EXERCISE GOAL>
Restate every record that follows, keeping it exact.

DATA RECORDS>
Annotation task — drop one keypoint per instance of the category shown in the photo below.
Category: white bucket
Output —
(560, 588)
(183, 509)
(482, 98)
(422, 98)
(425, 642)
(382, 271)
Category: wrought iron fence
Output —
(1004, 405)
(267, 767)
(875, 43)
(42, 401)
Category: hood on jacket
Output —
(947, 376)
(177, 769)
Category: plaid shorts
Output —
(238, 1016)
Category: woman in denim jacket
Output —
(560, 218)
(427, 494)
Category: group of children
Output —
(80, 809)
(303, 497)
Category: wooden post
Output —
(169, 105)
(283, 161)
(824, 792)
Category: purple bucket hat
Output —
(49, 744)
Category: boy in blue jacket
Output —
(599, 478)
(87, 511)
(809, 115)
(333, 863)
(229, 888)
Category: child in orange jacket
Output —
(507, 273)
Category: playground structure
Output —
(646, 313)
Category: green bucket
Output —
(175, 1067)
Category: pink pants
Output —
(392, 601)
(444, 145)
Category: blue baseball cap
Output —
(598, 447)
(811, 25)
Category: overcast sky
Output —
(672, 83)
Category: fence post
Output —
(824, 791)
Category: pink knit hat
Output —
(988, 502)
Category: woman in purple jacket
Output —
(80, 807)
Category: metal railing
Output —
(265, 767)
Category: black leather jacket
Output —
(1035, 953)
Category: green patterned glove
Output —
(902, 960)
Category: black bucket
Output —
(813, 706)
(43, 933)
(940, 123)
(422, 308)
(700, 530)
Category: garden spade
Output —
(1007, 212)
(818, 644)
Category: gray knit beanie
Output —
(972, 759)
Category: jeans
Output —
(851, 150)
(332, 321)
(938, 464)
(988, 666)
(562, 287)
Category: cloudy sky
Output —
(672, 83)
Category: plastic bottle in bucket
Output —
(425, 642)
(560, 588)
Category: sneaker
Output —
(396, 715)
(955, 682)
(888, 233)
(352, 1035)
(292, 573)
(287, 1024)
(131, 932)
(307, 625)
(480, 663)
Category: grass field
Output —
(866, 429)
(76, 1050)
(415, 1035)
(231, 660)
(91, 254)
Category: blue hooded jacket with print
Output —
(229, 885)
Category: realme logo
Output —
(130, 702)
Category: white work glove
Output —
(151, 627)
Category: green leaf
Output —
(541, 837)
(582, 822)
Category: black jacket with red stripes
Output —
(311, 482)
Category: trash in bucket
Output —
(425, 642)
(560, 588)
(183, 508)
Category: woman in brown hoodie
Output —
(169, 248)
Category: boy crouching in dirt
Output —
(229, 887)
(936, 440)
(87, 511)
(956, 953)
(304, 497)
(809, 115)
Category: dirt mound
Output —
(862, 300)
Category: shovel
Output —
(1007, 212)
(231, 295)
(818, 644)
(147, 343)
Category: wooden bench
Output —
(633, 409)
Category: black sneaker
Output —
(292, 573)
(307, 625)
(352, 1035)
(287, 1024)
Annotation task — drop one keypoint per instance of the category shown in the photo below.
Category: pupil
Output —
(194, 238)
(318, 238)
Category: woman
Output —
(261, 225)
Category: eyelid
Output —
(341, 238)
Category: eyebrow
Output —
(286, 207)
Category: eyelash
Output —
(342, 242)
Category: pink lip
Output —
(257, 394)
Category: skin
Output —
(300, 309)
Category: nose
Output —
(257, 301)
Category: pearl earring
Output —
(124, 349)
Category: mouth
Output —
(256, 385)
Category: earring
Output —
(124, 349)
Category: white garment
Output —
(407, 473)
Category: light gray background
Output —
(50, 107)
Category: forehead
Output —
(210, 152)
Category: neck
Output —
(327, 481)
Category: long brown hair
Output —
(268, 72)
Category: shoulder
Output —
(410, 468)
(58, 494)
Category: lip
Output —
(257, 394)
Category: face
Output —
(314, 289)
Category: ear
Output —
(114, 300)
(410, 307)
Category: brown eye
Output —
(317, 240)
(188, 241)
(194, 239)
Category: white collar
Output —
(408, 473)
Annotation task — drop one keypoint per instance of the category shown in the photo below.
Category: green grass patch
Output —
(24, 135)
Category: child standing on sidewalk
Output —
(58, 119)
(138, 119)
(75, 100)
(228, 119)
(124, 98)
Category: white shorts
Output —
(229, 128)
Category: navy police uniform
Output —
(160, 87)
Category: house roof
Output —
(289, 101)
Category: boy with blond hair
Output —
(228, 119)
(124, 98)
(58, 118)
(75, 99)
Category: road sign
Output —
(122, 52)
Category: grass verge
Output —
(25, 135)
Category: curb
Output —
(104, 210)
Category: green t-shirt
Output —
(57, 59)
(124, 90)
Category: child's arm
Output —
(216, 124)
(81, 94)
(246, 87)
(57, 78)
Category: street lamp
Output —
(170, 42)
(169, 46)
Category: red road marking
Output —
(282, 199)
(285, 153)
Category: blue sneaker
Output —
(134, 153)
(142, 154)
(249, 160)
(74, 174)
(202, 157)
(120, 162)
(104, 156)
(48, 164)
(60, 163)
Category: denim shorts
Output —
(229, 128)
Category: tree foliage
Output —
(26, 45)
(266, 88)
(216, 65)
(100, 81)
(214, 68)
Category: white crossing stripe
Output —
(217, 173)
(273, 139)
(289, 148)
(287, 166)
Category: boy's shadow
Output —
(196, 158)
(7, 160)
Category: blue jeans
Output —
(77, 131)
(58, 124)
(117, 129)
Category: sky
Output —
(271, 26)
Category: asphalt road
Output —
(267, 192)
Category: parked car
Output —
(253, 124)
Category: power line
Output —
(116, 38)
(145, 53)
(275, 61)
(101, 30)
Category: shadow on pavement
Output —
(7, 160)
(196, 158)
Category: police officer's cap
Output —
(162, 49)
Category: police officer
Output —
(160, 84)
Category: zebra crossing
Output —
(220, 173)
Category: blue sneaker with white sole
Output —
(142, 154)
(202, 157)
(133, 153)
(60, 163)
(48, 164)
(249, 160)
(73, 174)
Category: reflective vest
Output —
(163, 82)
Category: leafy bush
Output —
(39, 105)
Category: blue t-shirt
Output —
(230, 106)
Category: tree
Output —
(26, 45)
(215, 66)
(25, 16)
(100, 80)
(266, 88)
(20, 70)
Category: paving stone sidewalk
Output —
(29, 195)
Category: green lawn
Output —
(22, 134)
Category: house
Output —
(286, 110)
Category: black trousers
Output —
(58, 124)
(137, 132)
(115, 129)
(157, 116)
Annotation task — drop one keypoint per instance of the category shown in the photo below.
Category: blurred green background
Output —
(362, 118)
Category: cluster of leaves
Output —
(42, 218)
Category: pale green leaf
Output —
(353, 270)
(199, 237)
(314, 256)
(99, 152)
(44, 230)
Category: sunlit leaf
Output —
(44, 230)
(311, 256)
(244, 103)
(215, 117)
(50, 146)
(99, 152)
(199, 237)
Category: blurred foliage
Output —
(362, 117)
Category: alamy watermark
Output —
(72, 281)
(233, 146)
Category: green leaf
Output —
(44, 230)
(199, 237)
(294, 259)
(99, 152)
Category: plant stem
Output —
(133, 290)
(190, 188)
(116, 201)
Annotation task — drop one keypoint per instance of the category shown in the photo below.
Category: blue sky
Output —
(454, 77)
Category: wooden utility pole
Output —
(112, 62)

COMPLETED EXERCISE>
Annotation task — drop one keypoint per instance of the category shown in the photo below.
Category: white bucket
Output —
(560, 588)
(183, 509)
(482, 98)
(422, 98)
(425, 642)
(382, 271)
Category: wrought iron fence
Output —
(1004, 405)
(267, 767)
(875, 43)
(42, 401)
Category: hood on jacket
Output —
(947, 376)
(177, 769)
Category: plaid shorts
Output —
(238, 1016)
Category: woman in denim jacket
Output —
(560, 218)
(427, 494)
Category: group of children
Output —
(80, 809)
(303, 497)
Category: wooden post
Output —
(169, 105)
(283, 161)
(824, 792)
Category: purple bucket hat
Output —
(49, 744)
Category: boy in blue jacket
Output —
(599, 478)
(87, 511)
(809, 115)
(333, 863)
(229, 888)
Category: child in orange jacket
Output —
(507, 273)
Category: playground structure
Output —
(646, 313)
Category: green bucket
Output —
(175, 1067)
Category: pink pants
Output —
(392, 601)
(444, 145)
Category: blue baseball cap
Output —
(598, 447)
(811, 25)
Category: overcast sky
Output —
(672, 83)
Category: fence post
Output —
(824, 791)
Category: pink knit hat
Output —
(988, 502)
Category: woman in purple jacket
Output —
(80, 807)
Category: metal railing
Output —
(265, 767)
Category: black leather jacket
Output —
(1035, 953)
Category: green patterned glove
Output —
(902, 960)
Category: black bucket
Output —
(813, 706)
(43, 933)
(940, 123)
(422, 308)
(700, 530)
Category: garden spade
Output —
(1007, 212)
(818, 644)
Category: gray knit beanie
Output —
(972, 759)
Category: jeans
Output —
(851, 150)
(332, 321)
(938, 464)
(988, 666)
(562, 287)
Category: cloudy sky
Output —
(672, 83)
Category: plastic bottle in bucket
Output —
(425, 642)
(560, 588)
Category: sneaker
Output —
(396, 715)
(955, 682)
(888, 233)
(352, 1035)
(292, 573)
(287, 1024)
(131, 932)
(307, 625)
(480, 663)
Category: grass field
Output —
(866, 429)
(76, 1050)
(415, 1035)
(231, 660)
(91, 254)
Category: blue hooded jacket with print
Output —
(229, 885)
Category: realme logo
Output —
(130, 702)
Category: white work glove
Output —
(151, 627)
Category: green leaf
Output —
(541, 837)
(582, 822)
Category: black jacket with red stripes
Output —
(311, 482)
Category: trash in bucket
Output —
(425, 642)
(560, 588)
(183, 508)
Category: woman in brown hoodie
Output —
(169, 248)
Category: boy crouching in dirt
Output —
(229, 887)
(936, 440)
(87, 511)
(956, 953)
(304, 497)
(809, 115)
Category: dirt mound
Output —
(862, 300)
Category: shovel
Output —
(1007, 212)
(231, 295)
(818, 644)
(147, 343)
Category: wooden bench
Output —
(633, 409)
Category: black sneaker
Output —
(292, 573)
(307, 625)
(352, 1035)
(287, 1024)
Annotation task — drop one keypoint per instance of the category shown in the photo below.
Category: pupil
Output —
(194, 238)
(318, 238)
Category: woman
Output —
(261, 225)
Category: eyelid
Output —
(341, 238)
Category: eyebrow
Output —
(286, 207)
Category: eyelash
Output —
(342, 242)
Category: pink lip
Output —
(257, 394)
Category: skin
Output —
(300, 309)
Category: nose
Output —
(257, 301)
Category: pearl earring
Output —
(124, 349)
Category: mouth
Output —
(256, 385)
Category: earring
Output —
(124, 349)
Category: white garment
Output —
(407, 473)
Category: light gray background
Output —
(50, 107)
Category: forehead
Output —
(210, 152)
Category: neck
Output —
(327, 481)
Category: long brown hair
Output —
(268, 72)
Category: shoulder
Output —
(410, 468)
(58, 494)
Category: lip
Output —
(257, 394)
Category: face
Output —
(314, 289)
Category: ear
Output —
(114, 300)
(410, 307)
Category: brown eye
Output —
(317, 240)
(188, 241)
(194, 239)
Category: white collar
Output —
(408, 473)
Annotation task — drop one keypoint per instance of the category shown in the photo below.
Category: green grass patch
Output —
(24, 135)
Category: child standing on sidewalk
Output —
(58, 119)
(138, 119)
(75, 100)
(228, 119)
(124, 98)
Category: white shorts
Output —
(229, 128)
Category: navy police uniform
Output —
(160, 87)
Category: house roof
Output —
(289, 101)
Category: boy with blond hair
Output —
(228, 119)
(124, 98)
(58, 118)
(75, 99)
Category: road sign
Output —
(122, 52)
Category: grass verge
Output —
(25, 135)
Category: curb
Output —
(104, 210)
Category: green t-shirt
Output —
(57, 59)
(124, 90)
Category: child's arm
Output —
(216, 124)
(81, 94)
(246, 87)
(57, 78)
Category: street lamp
Output —
(170, 42)
(169, 46)
Category: red road marking
Output —
(282, 199)
(285, 153)
Category: blue sneaker
Output —
(134, 153)
(142, 154)
(249, 160)
(74, 174)
(202, 157)
(120, 162)
(104, 156)
(48, 164)
(60, 163)
Category: denim shorts
Output —
(229, 128)
Category: tree foliage
Output —
(26, 45)
(266, 88)
(216, 65)
(100, 81)
(214, 68)
Category: white crossing stripe
Output —
(217, 173)
(273, 139)
(289, 148)
(287, 166)
Category: boy's shadow
Output —
(196, 158)
(7, 160)
Category: blue jeans
Output —
(77, 131)
(58, 124)
(117, 129)
Category: sky
Output —
(271, 26)
Category: asphalt road
Output —
(267, 192)
Category: parked car
Output —
(253, 124)
Category: power line
Output —
(116, 38)
(145, 53)
(275, 61)
(101, 30)
Category: shadow on pavement
Output —
(7, 160)
(196, 158)
Category: police officer's cap
Output —
(162, 49)
Category: police officer
Output —
(160, 84)
Category: zebra crossing
Output —
(220, 173)
Category: blue sneaker with white sole
Output —
(142, 154)
(202, 157)
(133, 153)
(60, 163)
(48, 164)
(249, 160)
(73, 174)
Category: reflective vest
Output —
(163, 82)
Category: leafy bush
Output —
(39, 105)
Category: blue t-shirt
Output —
(230, 106)
Category: tree
Output —
(26, 45)
(215, 66)
(25, 16)
(100, 80)
(266, 88)
(20, 70)
Category: paving stone sidewalk
Output —
(29, 195)
Category: green lawn
Output —
(22, 134)
Category: house
Output —
(286, 110)
Category: black trousers
Output —
(58, 124)
(137, 132)
(115, 129)
(157, 116)
Annotation task — drop one keypoint per instance of the category shown in the photo below.
Category: blurred green background
Output —
(362, 118)
Category: cluster of leaves
Output —
(42, 218)
Category: pale green leaf
Output —
(353, 270)
(199, 237)
(314, 256)
(99, 152)
(44, 230)
Category: sunlit leaf
Output —
(44, 230)
(311, 256)
(244, 103)
(215, 117)
(50, 146)
(99, 152)
(199, 237)
Category: blurred foliage
Output —
(362, 117)
Category: alamy watermark
Output —
(72, 281)
(233, 146)
Category: green leaf
Output —
(44, 230)
(199, 237)
(294, 259)
(99, 152)
Category: plant stem
Output —
(133, 290)
(190, 188)
(116, 201)
Annotation task — drop one keypoint per instance of the category shown in the photo below.
Category: blue sky
Output —
(454, 77)
Category: wooden utility pole
Output —
(112, 62)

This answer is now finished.